INFORMATION GIVEN:
####

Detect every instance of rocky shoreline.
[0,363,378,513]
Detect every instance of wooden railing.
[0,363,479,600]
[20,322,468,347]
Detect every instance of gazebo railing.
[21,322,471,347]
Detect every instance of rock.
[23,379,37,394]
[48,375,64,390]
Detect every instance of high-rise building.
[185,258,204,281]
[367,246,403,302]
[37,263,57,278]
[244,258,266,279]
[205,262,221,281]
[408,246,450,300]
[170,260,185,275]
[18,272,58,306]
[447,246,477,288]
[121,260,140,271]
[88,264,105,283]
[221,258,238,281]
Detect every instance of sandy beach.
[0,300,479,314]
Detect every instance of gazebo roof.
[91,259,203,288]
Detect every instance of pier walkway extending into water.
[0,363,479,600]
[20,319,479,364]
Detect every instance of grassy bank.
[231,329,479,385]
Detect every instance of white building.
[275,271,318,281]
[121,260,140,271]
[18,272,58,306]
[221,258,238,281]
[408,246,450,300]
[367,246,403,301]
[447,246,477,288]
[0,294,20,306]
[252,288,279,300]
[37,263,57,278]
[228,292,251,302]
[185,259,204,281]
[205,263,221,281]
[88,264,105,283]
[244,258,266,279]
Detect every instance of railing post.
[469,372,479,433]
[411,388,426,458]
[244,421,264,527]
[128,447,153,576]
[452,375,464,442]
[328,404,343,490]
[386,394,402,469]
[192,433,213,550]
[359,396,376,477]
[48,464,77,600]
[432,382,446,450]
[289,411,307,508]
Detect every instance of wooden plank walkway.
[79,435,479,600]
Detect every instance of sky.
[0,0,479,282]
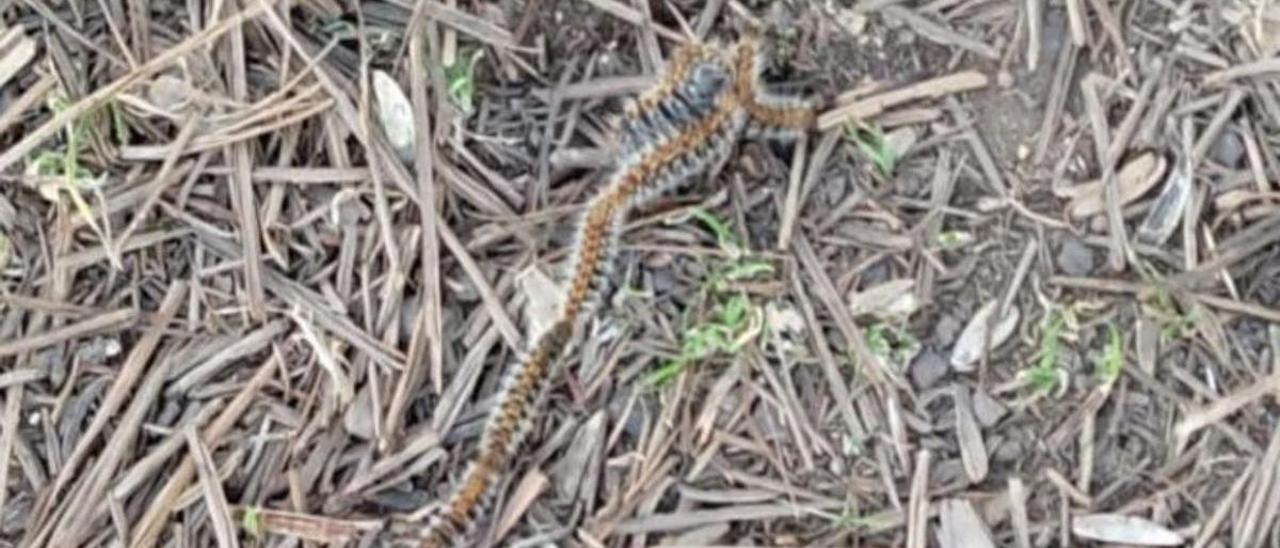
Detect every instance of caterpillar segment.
[419,35,813,548]
[733,37,818,141]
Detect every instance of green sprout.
[1098,323,1124,385]
[444,50,484,115]
[0,232,13,273]
[937,230,973,250]
[648,207,773,385]
[241,506,262,538]
[1023,310,1065,394]
[845,122,897,177]
[32,95,110,258]
[690,207,739,250]
[852,321,920,369]
[649,290,760,385]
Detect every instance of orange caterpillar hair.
[404,35,814,548]
[733,37,818,140]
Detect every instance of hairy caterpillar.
[409,40,814,548]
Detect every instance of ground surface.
[0,0,1280,547]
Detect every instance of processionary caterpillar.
[421,38,815,548]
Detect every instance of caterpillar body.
[419,38,814,548]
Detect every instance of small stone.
[911,351,947,391]
[1057,238,1093,277]
[1213,131,1244,168]
[933,315,963,347]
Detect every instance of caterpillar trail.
[419,35,814,548]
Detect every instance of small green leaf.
[1098,323,1124,384]
[241,506,262,538]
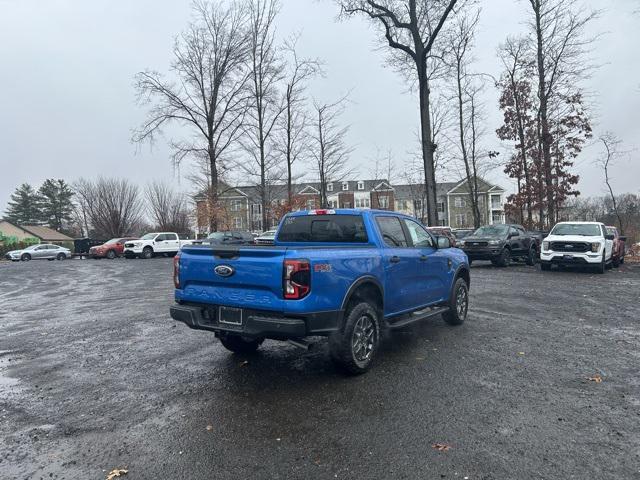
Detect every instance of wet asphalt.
[0,258,640,480]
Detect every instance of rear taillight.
[173,253,180,288]
[282,260,311,300]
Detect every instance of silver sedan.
[5,243,71,262]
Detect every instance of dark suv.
[458,224,538,267]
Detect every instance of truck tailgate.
[177,245,287,312]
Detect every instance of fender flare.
[340,275,384,312]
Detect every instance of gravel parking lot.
[0,259,640,480]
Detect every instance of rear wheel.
[442,278,469,325]
[329,302,380,375]
[220,335,264,353]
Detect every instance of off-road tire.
[329,301,381,375]
[496,248,511,268]
[442,278,469,325]
[525,247,536,267]
[220,335,264,354]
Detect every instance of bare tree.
[240,0,285,230]
[133,0,248,231]
[597,132,625,235]
[145,181,191,233]
[528,0,599,222]
[278,35,322,205]
[311,98,353,208]
[340,0,462,225]
[74,177,144,238]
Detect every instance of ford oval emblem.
[213,265,235,277]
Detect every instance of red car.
[89,237,137,259]
[607,226,627,268]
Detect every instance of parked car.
[124,232,194,259]
[607,226,627,268]
[170,209,470,374]
[5,243,71,262]
[255,230,277,245]
[427,227,457,247]
[540,222,614,273]
[202,230,254,245]
[451,228,473,240]
[89,237,137,260]
[458,223,538,267]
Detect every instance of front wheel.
[442,278,469,325]
[329,302,380,375]
[220,335,264,353]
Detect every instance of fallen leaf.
[431,443,451,452]
[107,468,129,480]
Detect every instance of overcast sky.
[0,0,640,213]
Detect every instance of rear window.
[278,215,369,243]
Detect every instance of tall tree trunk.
[533,0,555,226]
[418,70,438,226]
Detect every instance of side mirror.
[437,237,451,249]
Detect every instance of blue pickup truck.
[171,209,470,374]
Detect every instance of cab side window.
[376,217,409,247]
[403,219,434,248]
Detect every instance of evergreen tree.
[5,183,42,225]
[38,178,74,231]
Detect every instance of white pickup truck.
[540,222,613,273]
[124,232,194,259]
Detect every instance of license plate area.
[218,307,242,325]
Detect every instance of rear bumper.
[169,304,343,340]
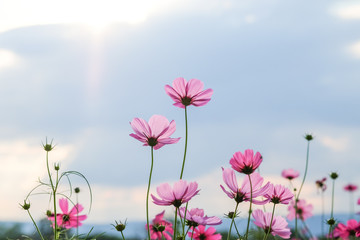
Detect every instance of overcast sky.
[0,0,360,226]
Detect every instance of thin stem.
[180,106,188,179]
[263,203,276,240]
[26,210,44,240]
[295,141,310,238]
[227,203,239,240]
[245,174,252,240]
[173,208,178,240]
[146,147,154,240]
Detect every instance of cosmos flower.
[179,207,222,227]
[252,209,291,239]
[281,168,300,180]
[220,168,270,204]
[264,183,294,204]
[48,198,87,228]
[165,77,213,108]
[334,219,360,240]
[287,199,313,221]
[344,183,357,192]
[145,210,174,240]
[188,225,221,240]
[130,115,180,150]
[230,149,262,174]
[151,180,200,208]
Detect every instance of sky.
[0,0,360,227]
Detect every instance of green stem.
[263,203,276,240]
[227,203,239,240]
[173,208,179,240]
[46,151,58,240]
[295,141,310,238]
[27,210,44,240]
[146,147,154,240]
[180,106,188,179]
[245,174,252,240]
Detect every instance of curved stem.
[180,106,188,179]
[263,203,276,240]
[146,147,154,240]
[245,174,252,240]
[227,203,239,240]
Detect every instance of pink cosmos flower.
[220,168,270,204]
[264,183,294,204]
[188,225,221,240]
[179,207,222,227]
[315,177,327,192]
[165,77,213,108]
[252,209,291,239]
[48,198,87,228]
[145,210,174,240]
[281,168,300,180]
[334,219,360,240]
[344,183,357,192]
[130,115,180,150]
[151,180,200,208]
[230,149,262,174]
[287,199,313,221]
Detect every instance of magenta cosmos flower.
[165,77,213,108]
[145,210,174,240]
[220,168,270,204]
[252,209,291,239]
[344,183,357,192]
[48,198,86,228]
[130,115,180,150]
[287,199,313,221]
[281,168,300,180]
[334,219,360,240]
[230,149,262,174]
[188,225,221,240]
[151,180,200,208]
[179,207,222,227]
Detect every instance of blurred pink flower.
[344,183,357,192]
[220,168,270,204]
[264,183,294,204]
[188,225,221,240]
[130,115,180,150]
[151,180,200,208]
[287,199,313,220]
[281,168,300,180]
[145,210,174,240]
[179,207,222,227]
[315,177,327,192]
[165,77,213,108]
[230,149,262,174]
[334,219,360,240]
[48,198,87,228]
[252,209,291,239]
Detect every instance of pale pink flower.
[230,149,262,174]
[281,168,300,180]
[252,209,291,239]
[179,207,222,227]
[145,210,174,240]
[151,180,200,208]
[334,219,360,240]
[264,183,294,204]
[48,198,87,228]
[287,199,313,221]
[344,183,357,192]
[188,225,221,240]
[220,168,270,204]
[165,77,213,108]
[130,115,180,150]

####

PROBLEM REQUIREMENTS: Copy out the rows above, starting at the line with "Detect every instance of truck tailgate." and continuing up to and including the line with "[220,335,264,354]".

ANSWER TO THE EXERCISE:
Detect every instance of truck tailgate.
[177,245,287,312]
Detect every instance of fender flare.
[340,275,384,312]
Detect every instance of gravel parking lot.
[0,259,640,480]
Detect every instance of rear wheel.
[442,278,469,325]
[329,302,380,375]
[220,335,264,353]
Detect every instance of off-road tire.
[329,301,381,375]
[496,248,511,268]
[442,278,469,325]
[525,247,536,267]
[220,335,264,354]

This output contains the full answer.